Stored data:
--- Start ---

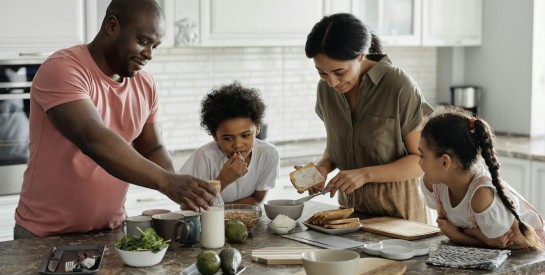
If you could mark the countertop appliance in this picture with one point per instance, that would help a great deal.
(467, 97)
(15, 81)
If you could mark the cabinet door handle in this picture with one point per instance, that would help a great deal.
(158, 198)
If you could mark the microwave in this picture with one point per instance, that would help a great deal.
(15, 81)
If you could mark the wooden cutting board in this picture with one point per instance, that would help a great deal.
(376, 266)
(399, 228)
(280, 255)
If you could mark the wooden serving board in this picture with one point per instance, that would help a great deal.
(280, 255)
(376, 266)
(399, 228)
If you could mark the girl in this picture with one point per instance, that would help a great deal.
(474, 206)
(246, 167)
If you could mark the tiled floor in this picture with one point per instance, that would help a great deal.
(293, 153)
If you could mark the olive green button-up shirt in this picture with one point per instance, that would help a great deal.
(389, 106)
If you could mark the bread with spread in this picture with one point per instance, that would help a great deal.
(306, 177)
(331, 217)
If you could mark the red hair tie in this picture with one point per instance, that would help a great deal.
(472, 123)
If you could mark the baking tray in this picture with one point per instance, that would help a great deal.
(70, 253)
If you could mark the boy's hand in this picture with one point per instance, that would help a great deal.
(234, 168)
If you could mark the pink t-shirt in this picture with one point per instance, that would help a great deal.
(64, 191)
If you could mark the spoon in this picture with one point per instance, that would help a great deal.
(304, 199)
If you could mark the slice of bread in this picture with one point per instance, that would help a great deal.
(336, 214)
(342, 225)
(306, 177)
(347, 220)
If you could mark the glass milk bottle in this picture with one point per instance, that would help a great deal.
(213, 221)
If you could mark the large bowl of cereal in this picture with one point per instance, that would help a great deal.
(248, 214)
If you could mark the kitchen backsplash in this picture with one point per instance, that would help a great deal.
(285, 77)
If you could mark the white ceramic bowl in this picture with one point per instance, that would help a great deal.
(330, 261)
(275, 207)
(281, 230)
(141, 258)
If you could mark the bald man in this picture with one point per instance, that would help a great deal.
(93, 130)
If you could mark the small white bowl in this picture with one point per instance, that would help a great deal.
(141, 258)
(281, 230)
(330, 261)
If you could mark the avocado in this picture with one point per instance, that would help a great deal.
(230, 260)
(235, 231)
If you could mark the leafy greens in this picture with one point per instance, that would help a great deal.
(149, 241)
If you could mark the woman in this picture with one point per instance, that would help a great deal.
(371, 111)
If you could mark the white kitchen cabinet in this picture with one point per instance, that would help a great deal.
(452, 22)
(140, 199)
(396, 22)
(8, 203)
(516, 172)
(538, 186)
(527, 177)
(240, 23)
(35, 28)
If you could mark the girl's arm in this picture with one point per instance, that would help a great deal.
(456, 234)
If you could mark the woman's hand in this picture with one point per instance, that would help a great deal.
(347, 181)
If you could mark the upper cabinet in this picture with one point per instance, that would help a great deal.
(395, 22)
(226, 23)
(245, 22)
(35, 28)
(452, 22)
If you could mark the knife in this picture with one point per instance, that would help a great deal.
(304, 199)
(55, 259)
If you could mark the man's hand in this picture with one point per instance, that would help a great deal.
(346, 181)
(191, 192)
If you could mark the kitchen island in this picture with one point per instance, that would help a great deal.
(27, 256)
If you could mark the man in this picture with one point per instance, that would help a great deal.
(93, 129)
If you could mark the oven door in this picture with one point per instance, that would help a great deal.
(14, 127)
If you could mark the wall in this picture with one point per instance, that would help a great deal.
(286, 78)
(509, 66)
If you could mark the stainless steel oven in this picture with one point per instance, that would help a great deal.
(15, 81)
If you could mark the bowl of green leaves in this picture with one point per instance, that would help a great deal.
(146, 250)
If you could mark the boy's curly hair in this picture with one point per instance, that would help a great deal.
(228, 102)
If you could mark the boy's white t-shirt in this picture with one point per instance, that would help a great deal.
(206, 163)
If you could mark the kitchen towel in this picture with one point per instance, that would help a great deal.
(468, 257)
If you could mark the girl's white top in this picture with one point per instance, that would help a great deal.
(494, 221)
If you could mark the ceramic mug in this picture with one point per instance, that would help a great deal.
(193, 219)
(151, 212)
(131, 225)
(168, 226)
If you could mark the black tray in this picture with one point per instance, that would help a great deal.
(70, 253)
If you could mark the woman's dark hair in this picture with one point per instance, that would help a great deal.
(456, 132)
(341, 36)
(231, 101)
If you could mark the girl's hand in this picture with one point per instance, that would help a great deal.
(500, 242)
(448, 229)
(234, 168)
(346, 181)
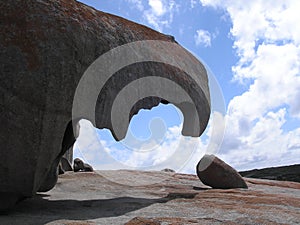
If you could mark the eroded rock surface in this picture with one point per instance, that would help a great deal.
(45, 48)
(286, 173)
(79, 165)
(179, 199)
(215, 173)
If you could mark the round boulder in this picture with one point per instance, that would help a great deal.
(215, 173)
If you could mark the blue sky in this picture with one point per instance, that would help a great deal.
(252, 50)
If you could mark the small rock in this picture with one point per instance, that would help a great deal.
(142, 221)
(79, 165)
(215, 173)
(64, 165)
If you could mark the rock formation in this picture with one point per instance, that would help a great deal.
(91, 199)
(215, 173)
(79, 165)
(64, 165)
(287, 173)
(45, 48)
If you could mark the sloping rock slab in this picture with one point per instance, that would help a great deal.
(89, 198)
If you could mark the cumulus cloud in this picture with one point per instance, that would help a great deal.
(137, 3)
(156, 13)
(203, 38)
(268, 47)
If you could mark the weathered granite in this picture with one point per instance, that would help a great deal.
(80, 166)
(215, 173)
(286, 173)
(45, 47)
(89, 199)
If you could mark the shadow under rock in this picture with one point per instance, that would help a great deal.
(43, 211)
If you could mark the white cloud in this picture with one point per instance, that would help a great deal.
(157, 7)
(137, 3)
(193, 3)
(203, 37)
(156, 13)
(268, 46)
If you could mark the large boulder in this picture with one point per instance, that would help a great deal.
(215, 173)
(45, 48)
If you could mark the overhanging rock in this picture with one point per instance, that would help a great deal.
(46, 47)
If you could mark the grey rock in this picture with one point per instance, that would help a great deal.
(92, 199)
(79, 165)
(45, 48)
(215, 173)
(64, 165)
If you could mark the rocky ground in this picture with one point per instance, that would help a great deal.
(287, 173)
(128, 197)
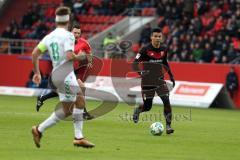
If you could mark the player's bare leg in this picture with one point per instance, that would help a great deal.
(59, 114)
(167, 113)
(42, 98)
(86, 115)
(79, 140)
(36, 136)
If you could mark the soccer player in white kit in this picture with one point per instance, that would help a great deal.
(60, 45)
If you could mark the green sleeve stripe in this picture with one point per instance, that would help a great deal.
(42, 47)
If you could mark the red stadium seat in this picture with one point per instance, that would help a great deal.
(148, 12)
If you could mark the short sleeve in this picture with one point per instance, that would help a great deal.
(140, 55)
(87, 47)
(42, 45)
(69, 43)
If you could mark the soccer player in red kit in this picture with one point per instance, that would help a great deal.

--- End ---

What is asked:
Without the pictures, print the records in full, exactly as they appear.

Response to this exercise:
If you could mark the countertop appliance in this picture with one point per instance, that would help a great deal.
(467, 97)
(15, 81)
If you could mark the cabinet door handle in this picture with one point per instance, that would help a great deal.
(158, 198)
If you could mark the microwave in this picture with one point per instance, that would help a great deal.
(15, 81)
If you could mark the wooden cutting board in this picture with one point per instance, that would help a great deal.
(376, 266)
(399, 228)
(280, 255)
If you could mark the wooden serving board in this picture with one point per instance, that would help a great deal.
(280, 255)
(376, 266)
(399, 228)
If you could mark the girl in this picture with one point per instance, that would help a great deal.
(474, 206)
(246, 167)
If you could mark the tiled floor in this picture with one point per instance, that would help a great deal.
(293, 153)
If you could mark the olive green button-up shirt in this picture with one point per instance, that would help a great deal.
(389, 106)
If you could mark the bread with spread in this picture with one point per instance, that would help a great deal.
(306, 177)
(331, 217)
If you could mark the red hair tie in this picture with one point per instance, that would help a great deal.
(472, 123)
If you could mark the baking tray in this picture with one point per instance, that would help a great deal.
(70, 253)
If you could mark the boy's hand in this picture with one point per instance, that would help a great deal.
(234, 168)
If you could mark the pink t-shirt in this picture with one point per instance, that would help a great deal.
(64, 191)
If you could mark the spoon in this picture with one point per instance, that would help a great deal.
(304, 199)
If you could mark the slice of bread in this picture with one point per instance, that would help a great deal.
(336, 214)
(342, 225)
(306, 177)
(347, 220)
If you could mark the glass milk bottle in this picture with one point per instance, that would help a great deal.
(213, 221)
If you could mark the large bowl of cereal in this picture with one point per instance, that would help a great deal.
(248, 214)
If you could mark the kitchen backsplash in this picture with one point per instance, that would help a great deal.
(285, 77)
If you could mark the white ceramic bowl in this picture with one point per instance, that would help a great deal.
(330, 261)
(275, 207)
(281, 230)
(141, 258)
If you could mark the bald man in this picture with one point per instance, that would help a great deal.
(93, 130)
If you could mark the small white bowl in this picture with one point per instance, that would help a great deal.
(141, 258)
(281, 230)
(330, 261)
If you could mark the avocado in this picture with one point per instance, that would help a great deal.
(230, 260)
(235, 231)
If you could mark the leafy greens in this picture with one point per instance, that would help a great deal.
(149, 241)
If you could mark the woman in this picture with one point per instance, that would help a great deal.
(371, 111)
If you could mark the white kitchen cabinet in this picture with one point per instance, that would help a great deal.
(452, 22)
(140, 199)
(396, 22)
(8, 203)
(516, 172)
(538, 186)
(527, 177)
(240, 23)
(35, 28)
If you could mark the girl's arm in this picture with one point per instance, that would help a great deal.
(456, 234)
If you could mark the woman's hand in this picture with one point per instance, that would help a great deal.
(347, 181)
If you could mark the upper cabinet in this picture with one point per instance, that would help a great deal.
(395, 22)
(226, 23)
(245, 22)
(35, 28)
(452, 22)
If you could mark the knife in this picture with one point per instance, that would help a great deal.
(304, 199)
(55, 259)
If you could mark the man's hand in this picture with one point per instance, that would help a great deal.
(346, 181)
(191, 192)
If you could mark the kitchen island in this picture with one point per instance, that would help a great deal.
(27, 256)
If you could mark the man in this picture with one point per instance, that would help a great deal.
(93, 129)
If you could mark the oven door in this picture with one point per instance, that would help a great deal.
(14, 127)
If you could mark the wall in this picture with one point per instance, that would help a great deal.
(286, 78)
(509, 66)
If you could mark the stainless steel oven in this picture with one point per instance, that would help a great deal.
(15, 81)
If you could mark the bowl of green leaves in this picture with one point per instance, that would help a great deal.
(146, 250)
If you could mark the boy's curly hair in this picture with one point per instance, that would help a great deal.
(228, 102)
If you could mark the boy's white t-shirt in this picture with one point per instance, that would help a great deal.
(206, 163)
If you could mark the kitchen towel in this picture with one point per instance, that would help a great deal.
(468, 257)
If you could mark the girl's white top in this picture with one point per instance, that would help a great deal.
(494, 221)
If you could mark the ceramic mug in this picture with one point per instance, that would help a great deal.
(193, 219)
(151, 212)
(131, 225)
(168, 226)
If you could mark the black tray in this picture with one point per instance, that would help a great deal.
(70, 253)
If you could mark the woman's dark hair in this picture with one point per instance, that would help a great deal.
(456, 132)
(341, 36)
(231, 101)
If you could mark the girl's hand in this picture with one point per instance, that would help a great deal.
(500, 242)
(448, 229)
(234, 168)
(346, 181)
If you could mark the eroded rock surface in this picture with one point per instance, that would help a great deal.
(45, 48)
(286, 173)
(79, 165)
(179, 199)
(215, 173)
If you could mark the round boulder in this picture with one point per instance, that would help a great deal.
(215, 173)
If you could mark the blue sky in this picture with one point per instance, that would help a great deal.
(252, 50)
If you could mark the small rock in this picture with one point per instance, that would help a great deal.
(142, 221)
(79, 165)
(215, 173)
(64, 165)
If you could mark the rock formation in this picture with one point per instance, that would help a great deal.
(91, 199)
(215, 173)
(79, 165)
(64, 165)
(287, 173)
(45, 48)
If you could mark the sloping rock slab in this picture with one point per instance, that would help a great deal.
(89, 198)
If you could mark the cumulus cloud in this picture with one point per instance, that would help a great deal.
(137, 3)
(156, 13)
(203, 38)
(268, 47)
If you could mark the weathered granite in this picture with one point per instance, that would help a great deal.
(80, 166)
(215, 173)
(286, 173)
(45, 47)
(89, 199)
If you could mark the shadow under rock in this picture with one point per instance, that would help a great deal.
(43, 211)
If you could mark the white cloud in this picture with one point per instance, that would help a great deal.
(157, 7)
(137, 3)
(193, 3)
(203, 37)
(156, 13)
(268, 46)
If you could mark the large boulder in this picture with one point per instance, that would help a great deal.
(215, 173)
(45, 48)
If you could mark the overhanging rock in this picture with one point per instance, that would help a great deal.
(46, 47)
If you could mark the grey rock in this picture with one point per instance, that would help a great deal.
(92, 199)
(79, 165)
(45, 48)
(215, 173)
(64, 165)
If you could mark the rocky ground in this picture with one point per instance, that would help a great deal.
(287, 173)
(128, 197)
If you could mark the player's bare leg in this picture with one point per instance, that would help a great deal.
(59, 114)
(167, 113)
(42, 98)
(86, 115)
(79, 140)
(36, 136)
If you could mark the soccer player in white kit in this picture with one point per instance, that would help a great deal.
(60, 45)
If you could mark the green sleeve stripe in this picture with one point per instance, that would help a great deal.
(42, 47)
If you could mark the red stadium seat in this picture with one point per instance, that would help a great deal.
(148, 12)
If you could mark the short sleeve in this picture with one point per instance, that would help a great deal.
(140, 55)
(87, 47)
(42, 45)
(69, 43)
If you could mark the soccer player in red kit in this picture with one point per instance, that would help a great deal.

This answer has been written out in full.